Document segment
********

Lived there for six years, still have PR . . . we'll move back one day, it is a great city to live (unless you're the hooker and cheap beer type), educated people, safety anywhere, great food - Malay, Canto, Hokkien, S. Indian etc...  (beats the everyday Thai stuff hands down), low tax rates, clean, easily accessible and the list goes on. 

Expensive, yes.

----------


## plorf

Just a few questions for you connaiseurs out there, since a friend of mine will take an engineering job in Singapore in about a year:
-Most important: Beer! 200Bht can't possibly be the regular price at a supermarket, right ? We're far from being alcoholics, but a few after-work beers is just a tradition here. (a small beer, 33cl, costs 120bht and a large, 50cl, 150-180bht in a swiss pub, and we're one of the most expensive countries in general)
-nightlife: How expensive is clubbing really ? 
-salaries: will most likely depend on his negotiating skills, but what's the general
expat salary as compared to europe ? (I think he earns about 7-9'000 Dollar in Switzerland)

********

Please continue the forum thread about living in Singapore from the point where it stops.

********

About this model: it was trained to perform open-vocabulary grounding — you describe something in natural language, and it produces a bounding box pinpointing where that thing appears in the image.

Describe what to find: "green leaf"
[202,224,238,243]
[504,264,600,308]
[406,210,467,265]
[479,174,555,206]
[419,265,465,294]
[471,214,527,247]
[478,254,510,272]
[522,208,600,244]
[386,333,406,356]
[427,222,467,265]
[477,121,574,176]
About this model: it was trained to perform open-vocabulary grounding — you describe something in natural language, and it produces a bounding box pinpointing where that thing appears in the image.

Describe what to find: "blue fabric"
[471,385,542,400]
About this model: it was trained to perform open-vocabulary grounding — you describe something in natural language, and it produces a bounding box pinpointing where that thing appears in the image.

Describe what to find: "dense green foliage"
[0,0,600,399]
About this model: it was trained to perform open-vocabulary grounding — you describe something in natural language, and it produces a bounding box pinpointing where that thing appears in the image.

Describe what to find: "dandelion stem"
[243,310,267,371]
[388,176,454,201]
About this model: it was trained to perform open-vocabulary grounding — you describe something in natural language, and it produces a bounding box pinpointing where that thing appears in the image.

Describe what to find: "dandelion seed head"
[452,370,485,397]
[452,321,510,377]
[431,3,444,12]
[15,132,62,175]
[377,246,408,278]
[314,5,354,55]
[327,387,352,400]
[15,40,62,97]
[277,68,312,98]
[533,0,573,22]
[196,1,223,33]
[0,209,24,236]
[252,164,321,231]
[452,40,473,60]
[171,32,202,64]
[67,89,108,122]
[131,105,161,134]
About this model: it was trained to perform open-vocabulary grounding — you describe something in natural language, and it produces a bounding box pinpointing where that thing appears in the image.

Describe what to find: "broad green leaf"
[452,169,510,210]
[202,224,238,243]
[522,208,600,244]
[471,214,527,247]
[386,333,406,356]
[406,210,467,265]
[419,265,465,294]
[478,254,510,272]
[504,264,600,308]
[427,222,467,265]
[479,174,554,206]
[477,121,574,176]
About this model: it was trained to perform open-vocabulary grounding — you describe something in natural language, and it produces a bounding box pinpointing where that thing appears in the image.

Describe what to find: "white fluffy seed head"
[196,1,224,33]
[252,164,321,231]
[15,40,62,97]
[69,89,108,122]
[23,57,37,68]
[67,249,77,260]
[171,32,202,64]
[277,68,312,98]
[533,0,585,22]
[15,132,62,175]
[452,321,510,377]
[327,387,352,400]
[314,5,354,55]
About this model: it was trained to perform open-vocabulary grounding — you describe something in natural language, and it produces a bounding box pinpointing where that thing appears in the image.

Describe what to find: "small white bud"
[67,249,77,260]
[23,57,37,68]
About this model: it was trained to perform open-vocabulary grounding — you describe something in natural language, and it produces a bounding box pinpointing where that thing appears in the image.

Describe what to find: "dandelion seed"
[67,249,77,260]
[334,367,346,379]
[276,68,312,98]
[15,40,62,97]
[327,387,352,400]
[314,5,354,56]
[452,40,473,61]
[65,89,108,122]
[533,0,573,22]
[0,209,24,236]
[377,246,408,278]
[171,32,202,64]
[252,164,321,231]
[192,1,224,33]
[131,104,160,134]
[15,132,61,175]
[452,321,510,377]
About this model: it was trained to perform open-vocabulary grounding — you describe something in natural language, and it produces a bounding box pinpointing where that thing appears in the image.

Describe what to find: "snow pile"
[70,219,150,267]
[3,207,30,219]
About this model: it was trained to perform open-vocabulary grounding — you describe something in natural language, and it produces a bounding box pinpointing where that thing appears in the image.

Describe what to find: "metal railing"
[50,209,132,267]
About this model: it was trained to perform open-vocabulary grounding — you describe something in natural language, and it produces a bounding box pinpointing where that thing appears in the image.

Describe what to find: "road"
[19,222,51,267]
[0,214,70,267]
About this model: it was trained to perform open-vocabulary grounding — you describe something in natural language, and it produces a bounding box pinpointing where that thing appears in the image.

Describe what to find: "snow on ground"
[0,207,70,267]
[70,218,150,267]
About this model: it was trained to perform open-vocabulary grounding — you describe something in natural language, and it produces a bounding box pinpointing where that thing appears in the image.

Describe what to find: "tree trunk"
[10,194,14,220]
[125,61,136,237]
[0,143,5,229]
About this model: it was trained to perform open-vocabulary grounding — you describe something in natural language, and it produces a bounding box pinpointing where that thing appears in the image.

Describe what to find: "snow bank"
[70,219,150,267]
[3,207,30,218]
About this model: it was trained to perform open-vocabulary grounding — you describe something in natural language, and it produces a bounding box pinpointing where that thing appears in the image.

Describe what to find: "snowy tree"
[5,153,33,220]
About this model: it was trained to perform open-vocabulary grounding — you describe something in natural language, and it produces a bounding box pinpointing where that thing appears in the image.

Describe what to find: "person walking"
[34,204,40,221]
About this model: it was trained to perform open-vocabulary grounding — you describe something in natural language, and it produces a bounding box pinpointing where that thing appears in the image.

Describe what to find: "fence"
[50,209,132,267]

********

Result of the task
-appartments: what do you get in the city for roughly 30'000-50'000Bht ?
Or asked otherwise, what would you expect to pay for a nice 2bedroom furnished appartment with a living room & kitchen ? 
Thanks

----------


## Travelmate

^ you could also try posting in the Singapore forum and hopefully find what you are looking for.




> nightlife: How expensive is clubbing really ?


Gets very expensive. That what I found.





> appartments: what do you get in the city for roughly 30'000-50'000Bht ?


I would be prepared to pay toward the higher spectrum for a decent place. But then again alot of it depends on location. My 2 bedrooom pad in Sentosa costs me TB200,000 per month.

----------


## panama hat

Try: 

http://www.sgexpatforum.com/

----------


## TizMe

I moved to Sin about 12 months ago. Previously I was working in Brisbane.

Although I took a cut in gross salary, the tax rates here mean that there's quite a bit more in my take home pay.

I rent a furnished 1 bedroom apartment out in the east for $1,900 per month. For probably about $1,500 I could get a 2 bedroom HDB flat. The only real difference is that there wouldn't be gymnasium, pool, squash and tennis courts etc. To be honest I don't really use any of the facilities except for the pool.

Drinking out is really the only high priced thing here. A night out at the pub can be expensive, but at the food courts I pay $5 for a large bottle of Tiger.

Drinking at home is approx $15 for a 6 pack of Tiger beers.

----------


## plorf

Thanks for the info, I just thought Singapore might be a bit cheaper than this.. So I'm quite sure he'll ask for at least the same salary there like he has in Switzerland.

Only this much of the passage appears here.